> RECORDS FOR PROCESSING
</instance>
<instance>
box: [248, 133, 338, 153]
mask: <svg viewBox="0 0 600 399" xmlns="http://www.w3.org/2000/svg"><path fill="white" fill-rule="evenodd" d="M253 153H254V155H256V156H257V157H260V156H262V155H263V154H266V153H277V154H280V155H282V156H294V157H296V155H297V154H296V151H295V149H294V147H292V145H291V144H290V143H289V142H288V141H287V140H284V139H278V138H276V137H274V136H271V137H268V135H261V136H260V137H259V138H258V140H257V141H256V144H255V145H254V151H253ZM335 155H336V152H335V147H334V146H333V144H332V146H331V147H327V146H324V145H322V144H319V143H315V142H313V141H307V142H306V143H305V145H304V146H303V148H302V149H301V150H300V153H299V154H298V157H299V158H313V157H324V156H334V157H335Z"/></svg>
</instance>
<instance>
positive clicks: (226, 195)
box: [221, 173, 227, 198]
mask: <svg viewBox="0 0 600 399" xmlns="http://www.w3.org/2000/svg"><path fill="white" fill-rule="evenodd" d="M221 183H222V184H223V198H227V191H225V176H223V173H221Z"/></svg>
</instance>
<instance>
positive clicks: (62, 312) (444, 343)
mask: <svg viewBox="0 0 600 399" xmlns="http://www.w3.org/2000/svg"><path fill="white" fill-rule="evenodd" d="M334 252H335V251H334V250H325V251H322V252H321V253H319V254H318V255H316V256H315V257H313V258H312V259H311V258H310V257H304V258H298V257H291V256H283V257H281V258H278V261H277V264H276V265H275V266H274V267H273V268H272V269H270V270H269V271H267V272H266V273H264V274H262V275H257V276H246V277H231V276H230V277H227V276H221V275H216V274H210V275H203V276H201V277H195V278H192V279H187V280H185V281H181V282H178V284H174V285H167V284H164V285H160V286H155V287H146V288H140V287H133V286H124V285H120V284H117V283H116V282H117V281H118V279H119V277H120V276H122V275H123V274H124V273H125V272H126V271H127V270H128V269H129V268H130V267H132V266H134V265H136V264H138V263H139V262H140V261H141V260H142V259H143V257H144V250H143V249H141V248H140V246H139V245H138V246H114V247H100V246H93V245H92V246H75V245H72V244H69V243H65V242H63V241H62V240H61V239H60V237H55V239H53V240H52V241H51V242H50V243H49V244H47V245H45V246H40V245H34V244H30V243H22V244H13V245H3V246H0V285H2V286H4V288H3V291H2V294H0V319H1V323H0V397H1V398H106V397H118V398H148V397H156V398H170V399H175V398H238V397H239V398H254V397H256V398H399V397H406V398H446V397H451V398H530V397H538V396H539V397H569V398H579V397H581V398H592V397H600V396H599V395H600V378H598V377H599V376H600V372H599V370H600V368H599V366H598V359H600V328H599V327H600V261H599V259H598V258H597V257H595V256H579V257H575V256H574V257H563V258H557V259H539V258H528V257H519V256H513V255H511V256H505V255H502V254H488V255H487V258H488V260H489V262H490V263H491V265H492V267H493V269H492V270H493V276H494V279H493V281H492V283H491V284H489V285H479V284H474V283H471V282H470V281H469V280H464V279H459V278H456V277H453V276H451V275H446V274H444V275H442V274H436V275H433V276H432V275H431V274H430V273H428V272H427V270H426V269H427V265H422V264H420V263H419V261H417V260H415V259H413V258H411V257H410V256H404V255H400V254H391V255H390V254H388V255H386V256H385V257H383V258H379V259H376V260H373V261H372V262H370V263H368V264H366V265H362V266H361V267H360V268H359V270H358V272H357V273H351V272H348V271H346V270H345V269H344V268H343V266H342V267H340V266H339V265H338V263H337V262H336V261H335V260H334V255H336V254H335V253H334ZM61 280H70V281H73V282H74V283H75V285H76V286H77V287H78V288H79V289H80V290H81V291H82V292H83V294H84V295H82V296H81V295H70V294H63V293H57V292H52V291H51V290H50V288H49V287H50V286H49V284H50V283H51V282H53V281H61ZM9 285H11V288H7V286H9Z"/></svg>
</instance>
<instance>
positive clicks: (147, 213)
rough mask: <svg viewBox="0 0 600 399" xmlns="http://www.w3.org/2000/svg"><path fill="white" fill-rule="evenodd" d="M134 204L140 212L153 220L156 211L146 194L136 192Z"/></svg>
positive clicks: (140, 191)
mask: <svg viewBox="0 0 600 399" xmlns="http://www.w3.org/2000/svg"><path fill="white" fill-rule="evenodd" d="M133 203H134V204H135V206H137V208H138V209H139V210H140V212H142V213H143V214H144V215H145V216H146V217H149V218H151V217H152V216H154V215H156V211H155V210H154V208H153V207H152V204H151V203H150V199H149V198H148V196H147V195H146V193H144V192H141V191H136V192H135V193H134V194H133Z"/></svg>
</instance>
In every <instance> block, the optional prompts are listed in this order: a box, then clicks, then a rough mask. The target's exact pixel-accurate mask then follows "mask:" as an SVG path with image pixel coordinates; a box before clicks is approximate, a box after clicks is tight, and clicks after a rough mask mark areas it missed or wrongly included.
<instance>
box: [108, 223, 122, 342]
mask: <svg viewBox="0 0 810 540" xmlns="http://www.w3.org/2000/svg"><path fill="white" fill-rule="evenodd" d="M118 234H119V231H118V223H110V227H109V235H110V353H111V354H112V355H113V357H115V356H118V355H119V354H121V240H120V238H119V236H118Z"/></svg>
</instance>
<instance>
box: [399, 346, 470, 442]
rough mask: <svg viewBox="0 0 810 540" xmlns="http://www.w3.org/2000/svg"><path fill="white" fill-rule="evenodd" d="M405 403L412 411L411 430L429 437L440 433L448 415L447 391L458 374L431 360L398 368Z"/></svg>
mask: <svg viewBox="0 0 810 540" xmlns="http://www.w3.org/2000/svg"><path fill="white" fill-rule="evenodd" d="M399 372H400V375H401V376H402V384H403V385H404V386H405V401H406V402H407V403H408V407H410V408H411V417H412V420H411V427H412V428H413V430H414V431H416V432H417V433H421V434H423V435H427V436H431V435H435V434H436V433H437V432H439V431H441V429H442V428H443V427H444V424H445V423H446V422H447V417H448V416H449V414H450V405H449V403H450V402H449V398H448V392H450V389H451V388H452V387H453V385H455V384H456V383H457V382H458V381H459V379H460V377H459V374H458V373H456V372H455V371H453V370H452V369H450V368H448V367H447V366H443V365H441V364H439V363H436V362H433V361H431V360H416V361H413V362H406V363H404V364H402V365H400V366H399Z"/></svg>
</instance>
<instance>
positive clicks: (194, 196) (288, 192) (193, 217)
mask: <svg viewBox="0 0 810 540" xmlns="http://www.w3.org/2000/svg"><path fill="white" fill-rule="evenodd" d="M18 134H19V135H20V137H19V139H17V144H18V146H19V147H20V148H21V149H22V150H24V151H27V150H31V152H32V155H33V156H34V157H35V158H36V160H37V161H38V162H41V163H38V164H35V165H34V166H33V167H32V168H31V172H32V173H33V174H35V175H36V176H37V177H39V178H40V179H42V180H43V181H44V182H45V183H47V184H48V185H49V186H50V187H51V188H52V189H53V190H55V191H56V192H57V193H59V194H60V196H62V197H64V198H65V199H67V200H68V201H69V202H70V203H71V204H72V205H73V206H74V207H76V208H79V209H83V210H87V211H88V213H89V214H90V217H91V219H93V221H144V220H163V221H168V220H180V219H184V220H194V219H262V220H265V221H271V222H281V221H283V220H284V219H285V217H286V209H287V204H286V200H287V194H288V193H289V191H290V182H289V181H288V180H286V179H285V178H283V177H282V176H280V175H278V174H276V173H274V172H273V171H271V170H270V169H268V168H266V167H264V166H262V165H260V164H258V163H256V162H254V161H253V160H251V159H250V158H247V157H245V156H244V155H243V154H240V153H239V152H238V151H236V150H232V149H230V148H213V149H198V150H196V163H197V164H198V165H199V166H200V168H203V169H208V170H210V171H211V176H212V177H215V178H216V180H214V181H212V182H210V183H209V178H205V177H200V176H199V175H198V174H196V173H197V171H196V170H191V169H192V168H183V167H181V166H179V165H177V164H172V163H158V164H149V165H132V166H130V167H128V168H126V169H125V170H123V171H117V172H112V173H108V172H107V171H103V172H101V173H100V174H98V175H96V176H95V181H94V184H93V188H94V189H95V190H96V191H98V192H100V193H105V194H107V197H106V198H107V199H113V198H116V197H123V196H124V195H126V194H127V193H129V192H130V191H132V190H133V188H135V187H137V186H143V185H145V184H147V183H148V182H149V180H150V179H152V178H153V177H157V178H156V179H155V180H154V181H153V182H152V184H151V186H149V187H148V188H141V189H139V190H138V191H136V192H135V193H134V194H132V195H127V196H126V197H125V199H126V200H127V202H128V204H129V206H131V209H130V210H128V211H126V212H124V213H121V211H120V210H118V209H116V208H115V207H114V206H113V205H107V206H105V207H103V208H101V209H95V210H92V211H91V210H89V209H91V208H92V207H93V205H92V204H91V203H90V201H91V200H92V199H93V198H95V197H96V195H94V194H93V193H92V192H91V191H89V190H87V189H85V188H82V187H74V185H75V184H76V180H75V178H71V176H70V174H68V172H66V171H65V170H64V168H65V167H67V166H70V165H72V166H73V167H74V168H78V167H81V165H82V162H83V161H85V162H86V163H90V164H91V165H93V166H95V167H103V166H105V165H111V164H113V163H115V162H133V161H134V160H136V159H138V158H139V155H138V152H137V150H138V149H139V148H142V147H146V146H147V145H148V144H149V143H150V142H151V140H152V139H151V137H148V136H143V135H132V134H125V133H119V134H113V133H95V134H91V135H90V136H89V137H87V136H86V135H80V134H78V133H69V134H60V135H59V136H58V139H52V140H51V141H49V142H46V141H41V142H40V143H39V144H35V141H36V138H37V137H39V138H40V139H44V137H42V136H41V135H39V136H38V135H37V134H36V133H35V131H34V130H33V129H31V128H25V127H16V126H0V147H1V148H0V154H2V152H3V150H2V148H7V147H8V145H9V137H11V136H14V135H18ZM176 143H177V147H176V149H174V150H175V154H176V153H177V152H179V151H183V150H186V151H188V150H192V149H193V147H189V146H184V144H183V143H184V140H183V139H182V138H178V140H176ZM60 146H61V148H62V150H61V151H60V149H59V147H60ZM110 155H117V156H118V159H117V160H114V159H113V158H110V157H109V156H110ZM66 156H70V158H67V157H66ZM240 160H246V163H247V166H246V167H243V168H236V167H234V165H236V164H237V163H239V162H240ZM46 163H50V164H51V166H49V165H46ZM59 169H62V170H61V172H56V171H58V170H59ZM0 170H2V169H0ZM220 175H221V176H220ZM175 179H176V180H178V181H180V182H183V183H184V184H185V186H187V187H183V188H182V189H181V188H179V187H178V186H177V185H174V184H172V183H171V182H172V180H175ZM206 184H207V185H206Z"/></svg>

> INSTRUCTIONS TO FOLLOW
Please pull out every line of the material above that contains the word "positive". Case counts.

> RESULT BELOW
positive clicks: (226, 195)
positive clicks: (62, 312) (444, 343)
positive clicks: (147, 213)
positive clicks: (140, 191)
positive clicks: (194, 196) (288, 192) (193, 217)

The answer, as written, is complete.